**Task prompt**
Reproduce every one of the rows below verbatim, in their original order and with their line breaks unchanged.
####
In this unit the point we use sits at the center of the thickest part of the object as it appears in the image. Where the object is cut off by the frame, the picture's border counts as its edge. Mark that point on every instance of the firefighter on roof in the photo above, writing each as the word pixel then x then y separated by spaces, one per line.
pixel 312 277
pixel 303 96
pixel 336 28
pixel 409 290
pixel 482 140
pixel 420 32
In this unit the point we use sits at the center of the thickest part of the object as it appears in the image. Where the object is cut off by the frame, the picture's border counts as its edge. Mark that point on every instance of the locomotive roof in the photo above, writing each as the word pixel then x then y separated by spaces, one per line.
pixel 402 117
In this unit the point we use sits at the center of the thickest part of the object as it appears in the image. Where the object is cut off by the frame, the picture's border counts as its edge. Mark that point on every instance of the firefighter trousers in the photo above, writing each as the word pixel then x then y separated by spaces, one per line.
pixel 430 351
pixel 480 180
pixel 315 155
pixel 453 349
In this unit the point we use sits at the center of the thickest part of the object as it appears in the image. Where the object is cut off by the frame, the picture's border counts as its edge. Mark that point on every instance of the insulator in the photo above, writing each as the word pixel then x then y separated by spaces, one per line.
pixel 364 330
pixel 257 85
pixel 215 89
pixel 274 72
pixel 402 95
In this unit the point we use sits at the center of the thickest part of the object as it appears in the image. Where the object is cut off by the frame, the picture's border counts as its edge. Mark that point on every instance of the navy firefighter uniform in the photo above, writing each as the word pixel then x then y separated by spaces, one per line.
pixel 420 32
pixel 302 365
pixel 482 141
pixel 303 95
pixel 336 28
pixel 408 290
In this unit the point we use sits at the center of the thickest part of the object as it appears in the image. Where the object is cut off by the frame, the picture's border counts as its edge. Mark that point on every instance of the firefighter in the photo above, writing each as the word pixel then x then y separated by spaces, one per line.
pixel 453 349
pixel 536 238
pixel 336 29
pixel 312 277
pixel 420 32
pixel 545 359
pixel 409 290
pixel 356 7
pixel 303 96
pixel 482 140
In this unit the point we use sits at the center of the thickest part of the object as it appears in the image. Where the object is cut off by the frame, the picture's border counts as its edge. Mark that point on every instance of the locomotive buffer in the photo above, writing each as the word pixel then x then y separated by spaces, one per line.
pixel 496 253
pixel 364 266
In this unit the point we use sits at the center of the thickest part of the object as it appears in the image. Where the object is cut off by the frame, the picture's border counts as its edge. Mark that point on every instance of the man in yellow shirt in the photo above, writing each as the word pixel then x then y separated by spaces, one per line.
####
**Written solution**
In this unit the point we use sits at the center of the thickest part of the object as it appears in the image. Where the object is cut off by the frame, the picture's border counts as its edge. Mark that point on every instance of the firefighter on roof in the photo above, writing each as the word pixel then x then y separated by spaces, one per line.
pixel 312 277
pixel 303 96
pixel 336 28
pixel 409 290
pixel 482 140
pixel 420 32
In this unit the point we use sits at the center of the thickest part of the object as it appears in the image. Where the object is cut off by the frame, the picture's border counts as its edge. Mark that point on every instance of the locomotive roof in the photo above, writing each as the word pixel then x then y separated by spaces, one per line.
pixel 402 117
In this unit the point we use sits at the center of the thickest part of the object as it appears in the image. Where the object is cut off by the frame, the picture's border counts as its edge. Mark that point on every instance of the firefighter trousers in the photo above, writing each as the word pixel then x then y separated by spaces, one per line.
pixel 430 351
pixel 480 180
pixel 315 155
pixel 453 349
In this unit the point we use sits at the center of the thickest part of the object as it appears in the image. Where the object is cut off by the frame, the picture's border counts as its edge. Mark that point on every instance of the insulator in the photo above, writing each as the word pixel then x then y separated by spaces, one per line.
pixel 364 330
pixel 257 85
pixel 215 89
pixel 274 72
pixel 402 95
In this unit the point we use sits at the center of the thickest part of the object as it appears in the image. Where the object is cut off by the frame, the picture's border counts as its edge. Mark that point on every instance of the navy firefighter uniform in the photo above, writing each as the word pixel then x then y separated by spaces, one per line.
pixel 420 32
pixel 302 365
pixel 482 141
pixel 303 95
pixel 336 28
pixel 408 290
In this unit the point we use sits at the center of the thickest part of the object as it appears in the image. Where the object is cut off by the frame, the picture's border counts as its edge. Mark that point on every instance of the firefighter in the photo above, writing each as the word pixel then x then y separated by spaces, one per line.
pixel 453 349
pixel 536 238
pixel 336 29
pixel 312 277
pixel 420 32
pixel 545 359
pixel 409 290
pixel 356 7
pixel 303 96
pixel 482 140
In this unit the point we use sits at the center of the thickest part of the object as it appears in the image. Where the object is cut off by the frame, the picture's border counts as its edge. Mark that point on every instance of the locomotive buffer in the photo above, writing each as the word pixel then x then y separated by spaces, one per line.
pixel 496 253
pixel 364 266
In this unit the point we use sits at the center of the thickest part of the object as it appears in the image. Where the object is cut off by the frame, the picture's border counts as its edge. Mark that point on every instance of the man in yellow shirt in the photo above, writing each as the word pixel then x then y separated by spaces, one per line.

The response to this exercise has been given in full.